- [Texto fuente]
•••

Bajo la zozobra que me embarga, porque la ocupación del palacio de las Cortes no ha terminado cuando escribo estas líneas, siguen vivos en mí los dos sentimientos que en primer término me asaltaron cuando en mi facultad, a la salida de mi seminario de los lunes, tuve noticia de lo sucedido: la indignación y el bochorno. Indignación, porque el suceso se había producido apenas cerrado un debate parlamentario, en el que -con cuantas salvedades y reservas se quiera; no sería yo el último a la hora de expresarlas- parecía advertirse cierto avance hacia el definitivo asentamiento de la. democracia en nuestro país. Bochorno, porque a la vez descubría que la España del esperpento, esa España en la cual lo trágico y lo grotesco tan indisolublemente se juntan, no se ha extinguido todavía. De su pervivencia y su aniquilación quiero hablar. Para lo cual es preciso formarse una idea clara de lo que en realidad significan los dos términos que encabezan mi artículo: guerra civil y pronunciamiento.Al oír la expresión guerra civil, en lo que habitualmente pensamos es en el suceso bélico así llamado: un enfrentamiento armado entre dos porciones de un mismo país. Eso que cada una a su modo fueron la inglesa de Cromwell y sus parlamentarios contra las tropas de Carlos I, las francesas de la Vendée y la Commune, la norteamericana de Secesión, la rusa a que dio lugar la revolución de octubre, las varias españolas ulteriores a la de la Independencia. No, no ha sido escaso el tributo de Occidente a esa espantosa lacra de la convivencia nacional que, con nombre en sí mismo contradictorio, porque a la civilidad no debiera pertenecer la guerra, todos llamamos guerra civil.

Pero de la guerra civil como suceso bélico -una dolencia espasmódica que puede no repetirse si es convenientemente tratada la causa que la produjo- debe ser distinguida la guerra civil como hábito psicosocial. Llamo así a la habitual disposición anímica, a un tiempo consciente y subconsciente, deliberada y visceral, a creer y pensar que sólo con la eliminación del adversario o el discrepante, bien por la muerte, bien por el silencio, es posible una vida ciudadana aceptable y eficaz; a la existencia de un nosotros y un ellos separados entre sí por la insalvable distancia que crea la constante proclividad a empuñar contra el otro la pistola o la navaja.

•••

- [Tarea planteada 1]
Transcribe literalmente el fragmento del artículo que empieza con las palabras que contienen "Pero de la guerra" y concluye con "o la navaja.".
- [Tarea planteada 2]
Responde con los datos del artículo:
(a) ¿Qué dos sentimientos surgieron al tener noticia de lo sucedido?
(b) ¿Cuáles son los dos términos que encabezan el artículo?
(c) En la guerra civil como hábito psicosocial, ¿por qué dos vías se elimina al adversario o al discrepante?
- [Tarea planteada 3]
Resume el artículo en dos oraciones.

•••

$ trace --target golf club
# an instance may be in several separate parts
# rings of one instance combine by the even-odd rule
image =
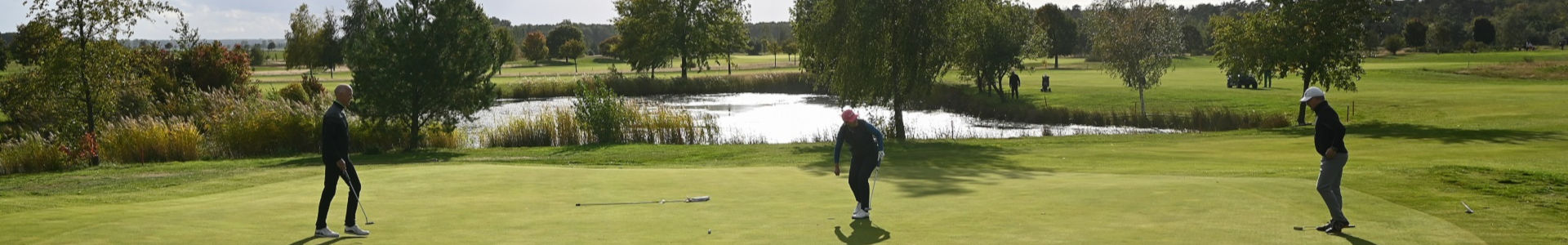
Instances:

•••

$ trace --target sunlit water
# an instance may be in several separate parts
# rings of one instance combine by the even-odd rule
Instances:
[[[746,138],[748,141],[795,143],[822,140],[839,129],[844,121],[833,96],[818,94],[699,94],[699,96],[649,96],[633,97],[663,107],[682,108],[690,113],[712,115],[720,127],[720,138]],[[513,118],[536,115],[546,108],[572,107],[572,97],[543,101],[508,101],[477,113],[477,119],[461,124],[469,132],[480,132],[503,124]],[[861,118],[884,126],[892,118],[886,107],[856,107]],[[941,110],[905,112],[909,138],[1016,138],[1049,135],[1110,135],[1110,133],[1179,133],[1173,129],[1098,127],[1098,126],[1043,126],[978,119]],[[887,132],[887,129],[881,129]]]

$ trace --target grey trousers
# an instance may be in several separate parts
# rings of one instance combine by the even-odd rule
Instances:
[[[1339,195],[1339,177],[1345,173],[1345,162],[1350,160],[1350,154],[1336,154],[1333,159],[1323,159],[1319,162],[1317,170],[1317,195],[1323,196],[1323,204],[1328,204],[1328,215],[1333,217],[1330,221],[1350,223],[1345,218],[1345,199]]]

•••

- [Respuesta correcta 1]
Pero de la guerra civil como suceso bélico -una dolencia espasmódica que puede no repetirse si es convenientemente tratada la causa que la produjo- debe ser distinguida la guerra civil como hábito psicosocial. Llamo así a la habitual disposición anímica, a un tiempo consciente y subconsciente, deliberada y visceral, a creer y pensar que sólo con la eliminación del adversario o el discrepante, bien por la muerte, bien por el silencio, es posible una vida ciudadana aceptable y eficaz; a la existencia de un nosotros y un ellos separados entre sí por la insalvable distancia que crea la constante proclividad a empuñar contra el otro la pistola o la navaja.

- [Respuesta correcta 2]
(a) La indignación y el bochorno.
(b) Guerra civil y pronunciamiento.
(c) Por la muerte o por el silencio.

- [Respuesta correcta 3]
La ocupación del palacio de las Cortes provoca indignación, porque se produjo apenas cerrado un debate parlamentario en el que parecía advertirse cierto avance hacia el asentamiento de la democracia, y bochorno, porque revela que la España del esperpento no se ha extinguido. Para hablar de ello, el artículo distingue la guerra civil como suceso bélico, un enfrentamiento armado entre dos porciones de un mismo país, de la guerra civil como hábito psicosocial, la disposición a creer que solo eliminando al adversario, por la muerte o por el silencio, es posible una vida ciudadana aceptable y eficaz.